> _Records for this task_:

- - - - - - -

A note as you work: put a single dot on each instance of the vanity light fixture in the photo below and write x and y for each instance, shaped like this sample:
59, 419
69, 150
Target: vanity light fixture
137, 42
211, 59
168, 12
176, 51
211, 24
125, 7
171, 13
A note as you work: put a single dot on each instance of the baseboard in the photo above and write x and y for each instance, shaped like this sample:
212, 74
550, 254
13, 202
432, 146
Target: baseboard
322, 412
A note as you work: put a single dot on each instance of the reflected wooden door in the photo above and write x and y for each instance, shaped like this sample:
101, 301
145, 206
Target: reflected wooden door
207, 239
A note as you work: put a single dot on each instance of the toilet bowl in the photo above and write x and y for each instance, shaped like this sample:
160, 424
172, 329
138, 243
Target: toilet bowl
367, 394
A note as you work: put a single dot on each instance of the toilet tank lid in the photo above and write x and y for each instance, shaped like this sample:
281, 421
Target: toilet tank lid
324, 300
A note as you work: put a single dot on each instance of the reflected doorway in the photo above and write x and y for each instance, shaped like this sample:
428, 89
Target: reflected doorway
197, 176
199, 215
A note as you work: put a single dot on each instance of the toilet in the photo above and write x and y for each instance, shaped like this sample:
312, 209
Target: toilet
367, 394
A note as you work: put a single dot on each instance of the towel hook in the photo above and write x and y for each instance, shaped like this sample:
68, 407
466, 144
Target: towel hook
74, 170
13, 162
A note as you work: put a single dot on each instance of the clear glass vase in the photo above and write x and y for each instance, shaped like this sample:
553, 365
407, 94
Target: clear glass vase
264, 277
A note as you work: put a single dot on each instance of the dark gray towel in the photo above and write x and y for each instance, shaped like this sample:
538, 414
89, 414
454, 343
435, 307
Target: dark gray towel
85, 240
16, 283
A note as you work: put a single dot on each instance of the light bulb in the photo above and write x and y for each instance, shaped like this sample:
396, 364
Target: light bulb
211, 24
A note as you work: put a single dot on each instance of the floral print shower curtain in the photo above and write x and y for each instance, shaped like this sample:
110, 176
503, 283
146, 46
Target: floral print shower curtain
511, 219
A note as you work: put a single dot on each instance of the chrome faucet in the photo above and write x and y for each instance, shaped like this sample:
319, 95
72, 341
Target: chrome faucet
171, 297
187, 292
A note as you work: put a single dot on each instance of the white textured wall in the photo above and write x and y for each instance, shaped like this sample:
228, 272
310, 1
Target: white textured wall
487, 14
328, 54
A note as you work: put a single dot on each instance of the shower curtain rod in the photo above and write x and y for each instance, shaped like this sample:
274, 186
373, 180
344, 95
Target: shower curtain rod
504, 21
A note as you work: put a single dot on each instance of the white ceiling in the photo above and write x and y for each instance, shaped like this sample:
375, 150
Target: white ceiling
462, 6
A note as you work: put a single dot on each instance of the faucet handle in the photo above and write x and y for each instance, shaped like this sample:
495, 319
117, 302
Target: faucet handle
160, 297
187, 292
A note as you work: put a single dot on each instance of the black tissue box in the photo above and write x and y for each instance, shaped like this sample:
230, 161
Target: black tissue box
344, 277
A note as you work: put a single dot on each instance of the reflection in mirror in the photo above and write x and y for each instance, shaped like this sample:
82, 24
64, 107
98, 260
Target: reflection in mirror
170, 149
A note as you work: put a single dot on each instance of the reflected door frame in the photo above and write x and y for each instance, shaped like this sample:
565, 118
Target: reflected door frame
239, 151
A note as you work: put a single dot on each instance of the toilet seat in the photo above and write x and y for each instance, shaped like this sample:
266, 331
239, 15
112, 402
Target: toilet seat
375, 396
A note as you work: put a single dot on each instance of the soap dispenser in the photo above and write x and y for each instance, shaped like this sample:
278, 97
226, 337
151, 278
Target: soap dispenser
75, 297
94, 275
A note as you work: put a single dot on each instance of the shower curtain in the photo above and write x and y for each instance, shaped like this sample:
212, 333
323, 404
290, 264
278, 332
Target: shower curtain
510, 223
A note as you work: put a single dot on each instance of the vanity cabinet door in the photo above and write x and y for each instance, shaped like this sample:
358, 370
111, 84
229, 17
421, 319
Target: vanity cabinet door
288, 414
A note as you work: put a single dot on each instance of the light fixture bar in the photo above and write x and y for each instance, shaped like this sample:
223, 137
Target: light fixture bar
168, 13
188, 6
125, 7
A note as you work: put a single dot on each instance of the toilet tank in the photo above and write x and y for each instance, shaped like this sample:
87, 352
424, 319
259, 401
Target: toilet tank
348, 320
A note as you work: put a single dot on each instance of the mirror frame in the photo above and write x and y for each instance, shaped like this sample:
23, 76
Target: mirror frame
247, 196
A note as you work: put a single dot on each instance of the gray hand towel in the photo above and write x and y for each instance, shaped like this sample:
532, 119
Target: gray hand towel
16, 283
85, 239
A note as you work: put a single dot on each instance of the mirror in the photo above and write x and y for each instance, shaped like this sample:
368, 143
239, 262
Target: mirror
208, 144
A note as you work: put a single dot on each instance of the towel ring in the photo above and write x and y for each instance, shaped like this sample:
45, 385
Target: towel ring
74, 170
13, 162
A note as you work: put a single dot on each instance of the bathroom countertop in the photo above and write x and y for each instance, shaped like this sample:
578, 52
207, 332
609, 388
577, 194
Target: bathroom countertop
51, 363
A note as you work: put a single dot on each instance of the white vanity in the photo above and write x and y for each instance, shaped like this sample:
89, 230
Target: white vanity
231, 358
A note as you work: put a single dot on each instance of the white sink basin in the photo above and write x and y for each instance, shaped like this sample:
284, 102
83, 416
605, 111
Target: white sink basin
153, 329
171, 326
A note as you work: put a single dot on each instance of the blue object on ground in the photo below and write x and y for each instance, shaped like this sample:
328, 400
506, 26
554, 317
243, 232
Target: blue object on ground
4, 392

- - - - - - -

> _The problem_: Repeat the entries above exactly, leaving nothing out.

> _Answer for this exercise_:
A note as you work: put a single dot on each instance of the vanity light fixture in the photo below and write x and y for each instance, shaped like this sample:
59, 419
69, 150
Target: vanity light fixture
137, 42
211, 59
168, 12
176, 51
211, 24
125, 7
171, 13
A note as you work: put a single dot on each instance of the baseboard in the photo above and write x and y for each instance, shaped like this sample:
212, 74
550, 254
13, 202
432, 146
Target: baseboard
322, 412
A note as you work: put a single dot on each instance of the reflected wooden door in the photo above and write x and y for each instance, shaped like this sample:
101, 301
145, 206
Target: reflected wooden door
207, 239
A note as you work: put a single dot on each instance of the toilet bowl in the photo above and write x and y for each instance, shaped like this sample:
160, 424
172, 329
138, 243
Target: toilet bowl
367, 394
A note as you work: put a single dot on each instance of the toilet tank lid in the photo above and write x and y for each instance, shaped like this sample:
281, 421
Target: toilet tank lid
324, 300
A note as you work: put a single dot on each instance of the reflected doorway in the photo above and write x and y for each instance, shaped like this sample:
428, 89
Target: reflected doorway
197, 176
199, 215
A note as you work: put a single dot on each instance of the toilet in the photo above and write x and y for each instance, shaped like this sample:
312, 209
Target: toilet
367, 394
A note as you work: put a single dot on each instance of the towel hook in the photo above and write x and y for each instance, shaped like this sample:
68, 407
466, 144
Target: towel hook
74, 170
13, 162
A note as you work: put a single dot on each instance of the clear glass vase in the photo above and write x and y for each instance, shaped like this sample:
553, 365
407, 94
Target: clear glass vase
264, 277
A note as you work: put a single dot on each instance of the dark gray towel in the photo above and write x and y for each instance, shaped like this sample:
538, 414
89, 414
454, 343
435, 307
Target: dark gray towel
85, 240
16, 283
A note as you work: put a single dot on each instance of the light bulb in the photo above and write x and y for each instance, shaped like this sample:
396, 364
Target: light bulb
211, 24
A note as you work: put a single dot on each instance of the floral print shower curtain in the photo above and write x and y for each instance, shaped like this sample:
110, 176
503, 283
146, 46
Target: floral print shower curtain
511, 219
A note as you work: put a single dot on each instance of the chrome faucet in the photo above and write x and y for each instance, shaped like this sample:
319, 95
72, 341
Target: chrome faucet
171, 297
187, 292
A note as you work: put a single dot on each instance of the white textured wall in the photo above and write x and y for each instance, shaped like this sample:
228, 272
310, 1
Target: white textured wall
487, 14
328, 54
A note as you work: put a single dot on each instance of the shower curtain rod in the photo above and write x and y for each instance, shaped like this sample:
274, 186
373, 180
344, 95
Target: shower curtain rod
504, 21
A note as you work: put a single dot on each instance of the white ceiling in the photo above and write x and y for each instance, shaped like this sample:
375, 150
Target: white ceiling
462, 6
A note as you work: put a single dot on each instance of the faucet handle in the photo above and write x and y for each instance, shaped like this sample:
495, 319
117, 302
Target: faucet handle
160, 297
187, 292
A note as you work: put a single dot on each instance of the black tissue box in the photo above and write x and y for each instance, shaped like this sample:
230, 161
Target: black tissue box
344, 277
A note as you work: put a single dot on each instance of the reflection in mirror in the photo above and write x and y for each instance, shaped like this sample:
82, 24
64, 107
98, 260
Target: reflection in mirror
170, 149
A note as you work: put a single dot on each instance of the reflected door frame in the photo above and write x and y for each instance, shaped like this sample:
565, 118
Target: reflected door frame
239, 151
A note as you work: put a single dot on each instance of the toilet seat in the photo above and write x and y for each instance, shaped like this sample:
266, 331
239, 15
112, 402
Target: toilet seat
375, 396
A note as you work: put a single dot on each instance of the soap dispenser in the photo above and write x and y for each instance, shaped like this sample:
278, 97
226, 337
151, 278
Target: soap dispenser
75, 297
94, 275
A note as you work: put a single dot on each instance of the shower curtain in the photo above and write x and y for each instance, shaped like this sample:
212, 333
323, 404
290, 264
278, 332
Target: shower curtain
510, 223
A note as you work: put a single dot on each instance of the vanity cabinet door in the photo above and write x and y for each instance, shaped like this sample:
358, 370
111, 84
229, 17
421, 319
Target: vanity cabinet door
288, 414
A note as you work: put a single dot on each instance of the light fixture bar in the photo above and write x and y for each instance, shaped like this sample:
223, 137
Target: light fixture bar
168, 13
188, 6
125, 7
A note as you work: put a single dot on each instance of the toilet tank in the photo above and write x and y for each instance, shaped like this sample:
87, 352
424, 319
259, 401
Target: toilet tank
348, 320
A note as you work: put a single dot on each instance of the mirror frame in the photo above and write x and y for each instance, shaped like this sample:
23, 76
Target: mirror frame
247, 196
A note as you work: put a single dot on each instance of the gray hand towel in the photo above and write x and y for each instance, shaped like this sample:
532, 119
Target: gray hand towel
16, 283
85, 239
A note as you work: put a single dot on each instance of the mirror in the photo above and write x and y for each instance, shaped like this sample:
368, 143
239, 262
Target: mirror
208, 144
A note as you work: put a single dot on each instance of the towel ring in the photo above and write x and y for each instance, shaped like this sample:
45, 385
Target: towel ring
74, 170
13, 162
A note as you work: put a single dot on each instance of the bathroom countertop in the photo above and write x and y for each instance, shaped like this sample:
578, 52
207, 332
609, 388
577, 194
Target: bathroom countertop
51, 363
A note as you work: put a single dot on each instance of the white vanity in the photo above and write x and y for each instance, shaped like this sample:
89, 230
Target: white vanity
231, 358
A note as you work: put a single dot on each instance of the white sink basin in the photo above and write x and y for each instance, shaped like this sample:
284, 102
83, 416
605, 111
Target: white sink basin
153, 329
171, 326
A note as you work: put a single dot on each instance of the blue object on ground in the photo below and write x and y for each instance, shaped like this sample:
328, 400
506, 26
554, 317
243, 232
Target: blue object on ground
4, 392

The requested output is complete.